> Aim of the task
Edit the records below so that each "bokeh light" becomes "blurred light", with everything else left unchanged. Leave the pictures out of your answer.

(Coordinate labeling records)
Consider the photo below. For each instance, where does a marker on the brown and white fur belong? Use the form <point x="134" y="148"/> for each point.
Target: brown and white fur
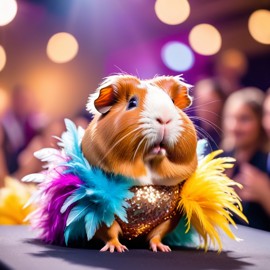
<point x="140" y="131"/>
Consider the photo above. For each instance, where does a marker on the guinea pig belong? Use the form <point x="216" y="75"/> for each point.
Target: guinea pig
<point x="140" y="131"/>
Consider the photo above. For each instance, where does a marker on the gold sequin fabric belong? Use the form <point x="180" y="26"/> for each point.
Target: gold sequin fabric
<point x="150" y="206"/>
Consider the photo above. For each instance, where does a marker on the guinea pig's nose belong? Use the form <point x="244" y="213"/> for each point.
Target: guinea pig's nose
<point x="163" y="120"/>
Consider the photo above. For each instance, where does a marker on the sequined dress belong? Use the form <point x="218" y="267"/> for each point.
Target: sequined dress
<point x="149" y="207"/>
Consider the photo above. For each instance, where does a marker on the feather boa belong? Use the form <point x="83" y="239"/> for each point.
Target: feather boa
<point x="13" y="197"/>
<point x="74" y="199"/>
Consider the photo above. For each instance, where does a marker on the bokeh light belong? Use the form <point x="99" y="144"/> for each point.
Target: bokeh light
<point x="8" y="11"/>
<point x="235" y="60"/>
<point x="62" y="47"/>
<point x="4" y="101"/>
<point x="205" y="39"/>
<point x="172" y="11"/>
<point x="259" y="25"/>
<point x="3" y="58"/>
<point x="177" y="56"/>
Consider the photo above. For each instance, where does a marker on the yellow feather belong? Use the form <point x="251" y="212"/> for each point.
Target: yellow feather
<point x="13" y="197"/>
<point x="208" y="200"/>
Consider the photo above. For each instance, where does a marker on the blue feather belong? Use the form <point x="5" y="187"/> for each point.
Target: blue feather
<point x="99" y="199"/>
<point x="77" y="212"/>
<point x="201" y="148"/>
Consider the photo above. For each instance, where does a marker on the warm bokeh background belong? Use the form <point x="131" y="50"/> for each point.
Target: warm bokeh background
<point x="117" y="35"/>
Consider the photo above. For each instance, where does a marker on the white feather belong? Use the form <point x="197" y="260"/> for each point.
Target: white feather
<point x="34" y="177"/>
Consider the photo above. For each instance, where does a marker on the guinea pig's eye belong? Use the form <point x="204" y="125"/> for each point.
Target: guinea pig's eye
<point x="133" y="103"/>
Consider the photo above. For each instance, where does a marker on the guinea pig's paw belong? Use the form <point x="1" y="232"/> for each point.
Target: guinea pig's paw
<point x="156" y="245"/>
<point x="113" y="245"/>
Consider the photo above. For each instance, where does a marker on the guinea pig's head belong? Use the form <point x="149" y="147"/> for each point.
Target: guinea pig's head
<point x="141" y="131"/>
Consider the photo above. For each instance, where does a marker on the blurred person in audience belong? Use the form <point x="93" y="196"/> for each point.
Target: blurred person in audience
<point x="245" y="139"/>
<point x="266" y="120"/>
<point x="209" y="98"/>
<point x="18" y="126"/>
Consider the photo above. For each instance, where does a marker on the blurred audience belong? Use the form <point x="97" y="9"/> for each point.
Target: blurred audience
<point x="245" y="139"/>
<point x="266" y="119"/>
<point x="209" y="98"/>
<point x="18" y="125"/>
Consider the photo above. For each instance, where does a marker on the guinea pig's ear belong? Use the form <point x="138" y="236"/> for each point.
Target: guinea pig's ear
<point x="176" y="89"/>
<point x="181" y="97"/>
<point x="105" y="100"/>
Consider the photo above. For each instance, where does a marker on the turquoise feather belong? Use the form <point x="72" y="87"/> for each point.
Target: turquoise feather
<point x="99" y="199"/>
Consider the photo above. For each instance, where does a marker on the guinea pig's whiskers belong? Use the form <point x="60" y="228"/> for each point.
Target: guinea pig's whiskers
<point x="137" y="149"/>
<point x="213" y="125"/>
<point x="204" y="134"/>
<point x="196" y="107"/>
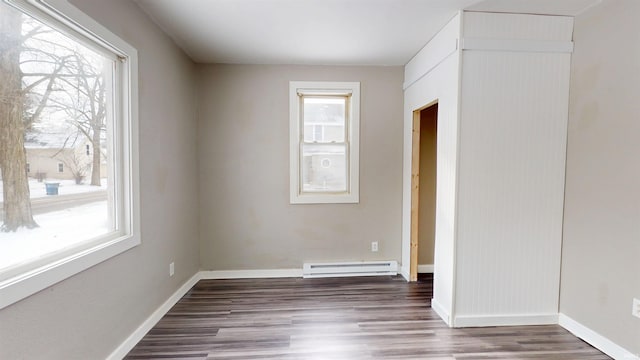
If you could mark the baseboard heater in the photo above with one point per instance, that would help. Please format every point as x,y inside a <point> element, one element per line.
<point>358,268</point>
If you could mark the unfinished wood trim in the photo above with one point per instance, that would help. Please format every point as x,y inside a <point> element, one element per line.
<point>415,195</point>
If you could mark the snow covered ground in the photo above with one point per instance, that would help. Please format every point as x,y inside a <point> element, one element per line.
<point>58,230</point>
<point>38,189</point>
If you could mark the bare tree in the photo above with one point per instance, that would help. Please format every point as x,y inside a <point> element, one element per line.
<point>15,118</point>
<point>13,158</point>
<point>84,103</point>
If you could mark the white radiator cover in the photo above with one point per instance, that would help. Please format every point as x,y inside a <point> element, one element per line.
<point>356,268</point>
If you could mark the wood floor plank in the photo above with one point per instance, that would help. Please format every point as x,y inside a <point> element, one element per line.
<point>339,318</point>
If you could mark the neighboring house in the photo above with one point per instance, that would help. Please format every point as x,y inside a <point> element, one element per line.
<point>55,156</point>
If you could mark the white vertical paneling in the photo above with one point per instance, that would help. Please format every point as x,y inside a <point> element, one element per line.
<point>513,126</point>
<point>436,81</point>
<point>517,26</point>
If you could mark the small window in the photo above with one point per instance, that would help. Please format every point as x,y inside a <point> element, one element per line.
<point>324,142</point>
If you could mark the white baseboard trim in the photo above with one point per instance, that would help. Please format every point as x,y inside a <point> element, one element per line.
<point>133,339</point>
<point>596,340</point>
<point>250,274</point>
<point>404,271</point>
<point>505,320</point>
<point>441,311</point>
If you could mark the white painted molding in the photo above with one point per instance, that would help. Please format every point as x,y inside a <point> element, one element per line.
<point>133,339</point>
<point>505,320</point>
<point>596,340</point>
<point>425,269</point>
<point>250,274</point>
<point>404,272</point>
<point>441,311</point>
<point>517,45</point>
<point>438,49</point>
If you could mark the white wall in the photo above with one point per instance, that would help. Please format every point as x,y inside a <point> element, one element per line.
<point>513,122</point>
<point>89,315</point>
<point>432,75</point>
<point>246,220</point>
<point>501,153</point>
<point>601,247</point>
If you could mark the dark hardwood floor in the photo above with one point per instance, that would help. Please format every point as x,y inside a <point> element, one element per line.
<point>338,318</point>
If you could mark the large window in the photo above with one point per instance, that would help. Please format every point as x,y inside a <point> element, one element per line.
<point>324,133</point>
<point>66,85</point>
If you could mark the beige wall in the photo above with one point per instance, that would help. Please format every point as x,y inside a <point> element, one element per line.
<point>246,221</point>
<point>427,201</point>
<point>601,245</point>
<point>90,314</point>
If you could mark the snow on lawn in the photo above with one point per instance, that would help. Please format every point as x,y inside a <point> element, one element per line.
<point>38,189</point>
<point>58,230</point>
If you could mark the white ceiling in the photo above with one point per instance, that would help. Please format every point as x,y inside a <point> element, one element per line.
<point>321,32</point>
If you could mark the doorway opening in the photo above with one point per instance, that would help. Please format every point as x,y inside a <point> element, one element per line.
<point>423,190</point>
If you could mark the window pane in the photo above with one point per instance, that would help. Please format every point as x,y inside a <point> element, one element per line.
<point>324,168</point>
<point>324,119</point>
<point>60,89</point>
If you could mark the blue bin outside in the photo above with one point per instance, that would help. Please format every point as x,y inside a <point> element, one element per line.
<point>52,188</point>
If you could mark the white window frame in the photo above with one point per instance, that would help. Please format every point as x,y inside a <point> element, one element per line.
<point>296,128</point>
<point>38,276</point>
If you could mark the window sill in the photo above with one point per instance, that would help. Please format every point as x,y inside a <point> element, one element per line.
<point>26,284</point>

> Answer to the problem
Consider the photo below. For each instance, where does a marker on the brown and white fur belong? Use the form <point x="134" y="148"/> for each point.
Target: brown and white fur
<point x="140" y="131"/>
Consider the photo above. For each instance, where does a marker on the guinea pig belong? Use the form <point x="216" y="75"/> for each point.
Target: guinea pig
<point x="140" y="131"/>
Consider the photo above. For each instance, where does a marker on the gold sequin fabric belong? Use the form <point x="180" y="26"/> for each point.
Target: gold sequin fabric
<point x="150" y="206"/>
Consider the photo above. For each instance, where does a marker on the guinea pig's nose belong? Use the form <point x="244" y="213"/> for each point.
Target: guinea pig's nose
<point x="163" y="120"/>
Consider the photo above. For each instance, where does a marker on the sequined dress belong? Use the form <point x="218" y="267"/> for each point.
Target: sequined dress
<point x="149" y="207"/>
Consider the photo above. For each instance, where does a marker on the feather boa belong? Use the form <point x="83" y="239"/> for each point.
Target: feather boa
<point x="13" y="197"/>
<point x="74" y="199"/>
Consider the photo above. For each instance, where does a marker on the blurred light belong? Use the form <point x="99" y="144"/> for each point.
Target: blurred light
<point x="8" y="11"/>
<point x="235" y="60"/>
<point x="62" y="47"/>
<point x="4" y="101"/>
<point x="205" y="39"/>
<point x="172" y="11"/>
<point x="259" y="25"/>
<point x="3" y="58"/>
<point x="177" y="56"/>
Consider the photo above. For each instance, where does a marker on the yellow feather belong? Use the form <point x="251" y="212"/> for each point.
Target: yellow feather
<point x="13" y="197"/>
<point x="208" y="200"/>
Consider the photo above. For each instance, where does a marker on the blue feather belong? Use the form <point x="5" y="187"/> for each point.
Target: blue feather
<point x="99" y="199"/>
<point x="77" y="212"/>
<point x="201" y="148"/>
Consider the photo above. For each instance, where does a marker on the warm bokeh background belong? Use the form <point x="131" y="50"/> for each point.
Target: warm bokeh background
<point x="117" y="35"/>
Consider the photo above. For each instance, where does a marker on the white feather belong? Use the form <point x="197" y="260"/> for each point.
Target: white feather
<point x="34" y="177"/>
Consider the photo above. For each instance, where does a marker on the guinea pig's eye belong? Use the form <point x="204" y="125"/> for each point.
Target: guinea pig's eye
<point x="133" y="103"/>
Consider the photo above. For each instance, where does a marker on the guinea pig's paw belong? Use the form <point x="1" y="232"/> for each point.
Target: guinea pig's paw
<point x="156" y="245"/>
<point x="113" y="245"/>
Consider the photo above. For each instance, where does a marker on the guinea pig's head belong? Use the form <point x="149" y="147"/> for each point.
Target: guinea pig's head
<point x="141" y="131"/>
Consider the photo above. For each instance, where does a marker on the blurred person in audience belong? Use the form <point x="93" y="196"/> for each point.
Target: blurred person in audience
<point x="245" y="139"/>
<point x="266" y="120"/>
<point x="209" y="98"/>
<point x="18" y="126"/>
Consider the photo above. For each instance, where does a marker on the blurred audience belong? Use the form <point x="97" y="9"/> for each point.
Target: blurred audience
<point x="245" y="139"/>
<point x="266" y="119"/>
<point x="209" y="98"/>
<point x="18" y="125"/>
Consider the photo above. For each instance, where does a marker on the guinea pig's ear belong? Use the form <point x="138" y="236"/> for each point.
Target: guinea pig's ear
<point x="176" y="89"/>
<point x="181" y="97"/>
<point x="105" y="100"/>
Consider the photo above. For each instance, where does a marker on the turquoise feather belong? Use the form <point x="72" y="87"/> for each point.
Target: turquoise feather
<point x="99" y="199"/>
Consider the photo above. For each instance, where does a marker on the guinea pig's whiskers belong? Use the form <point x="60" y="228"/> for each point.
Target: guinea pig's whiskers
<point x="137" y="149"/>
<point x="213" y="125"/>
<point x="204" y="134"/>
<point x="196" y="107"/>
If you could mark the baseboard heater in the photo above with one point per instance, that would help. Please format every point as x,y inside a <point> element, one element per line.
<point>358,268</point>
If you could mark the unfinished wood trim in the photo above with one point per instance, that would help. Please format every point as x,y inside a <point> element, one element per line.
<point>415,195</point>
If you could mark the snow covered ground in the photo above with one point per instance, that would help. Please format every point as x,y inside a <point> element, one element per line.
<point>58,230</point>
<point>38,189</point>
If you could mark the bare tree in the photo above with one point per instance, that would help. Please format every point as x,y inside a <point> element, one element per line.
<point>15,118</point>
<point>13,158</point>
<point>84,103</point>
If you could mark the white radiator cover in the photo above with one point per instance, that would help. Please format every point as x,y inside a <point> element, one element per line.
<point>356,268</point>
If you could mark the wood floor plank in the photo above with one point per instance, that would help. Please format every point as x,y inside a <point> element, one element per line.
<point>339,318</point>
If you could mark the neighboring house in the photo above with one point per instance, that would help. Please format every point as x,y inside a <point> element, one element per line.
<point>55,156</point>
If you could mark the white vertical paneling in the photo above with one point per instance, that would help. Please format every point as x,y inside a <point> element, one element per line.
<point>513,126</point>
<point>436,81</point>
<point>517,26</point>
If you could mark the small window in the photo above with one point per instance, that would help. Please format every point as x,y inside a <point> element, one element per line.
<point>324,142</point>
If you could mark the white baseboard trim in the photo above with one point per instance, that would help. Please format every point as x,y inside a <point> element, one element per line.
<point>133,339</point>
<point>596,340</point>
<point>250,274</point>
<point>404,271</point>
<point>505,320</point>
<point>441,311</point>
If you could mark the white painted molding in the photo above with one point per instance, that would help. Please format every point as x,y inside a <point> element, one element per line.
<point>133,339</point>
<point>505,320</point>
<point>596,340</point>
<point>425,269</point>
<point>250,274</point>
<point>404,272</point>
<point>441,311</point>
<point>517,45</point>
<point>438,49</point>
If you could mark the white wall in the photo above with one point per instance, that would help. Please format every point as x,y inside a <point> element, one element per line.
<point>513,122</point>
<point>89,315</point>
<point>432,75</point>
<point>246,220</point>
<point>501,153</point>
<point>601,247</point>
If you could mark the dark hardwood floor in the photo above with one point per instance, that would help. Please format every point as x,y inside a <point> element, one element per line.
<point>338,318</point>
If you could mark the large window in the photo above with one point per instance, that would help. Please format every point as x,y inside a <point> element, one element per line.
<point>324,133</point>
<point>66,85</point>
If you could mark the beige wall in the photo above with one point per instance, that would help. Please format every point as x,y inside a <point> element, one element per line.
<point>246,221</point>
<point>427,201</point>
<point>601,245</point>
<point>90,314</point>
If you could mark the snow on lawn in the photo above with one point per instance, that would help. Please format every point as x,y inside a <point> element, one element per line.
<point>38,189</point>
<point>58,230</point>
If you could mark the white ceiling in the photo above with one point per instance, that would help. Please format every point as x,y inside a <point> element, one element per line.
<point>321,32</point>
If you could mark the doorway opening in the photo above with one point per instance, that would help. Please format every point as x,y inside a <point> element, one element per line.
<point>423,190</point>
If you could mark the window pane in the photo above with one point per instance, that would help. Please format every point as x,y inside a <point> element, one element per line.
<point>324,168</point>
<point>324,119</point>
<point>60,89</point>
If you could mark the blue bin outside in the photo above with one point per instance, that would help. Please format every point as x,y inside a <point> element, one element per line.
<point>52,188</point>
If you could mark the white window frame in the photo above with one point per instance, that would help. Please format every point as x,y inside a <point> element, one element per line.
<point>296,128</point>
<point>38,276</point>
If you could mark the window sill in the photo above with one point per instance, that would help. Please format every point as x,y inside a <point> element, one element per line.
<point>26,284</point>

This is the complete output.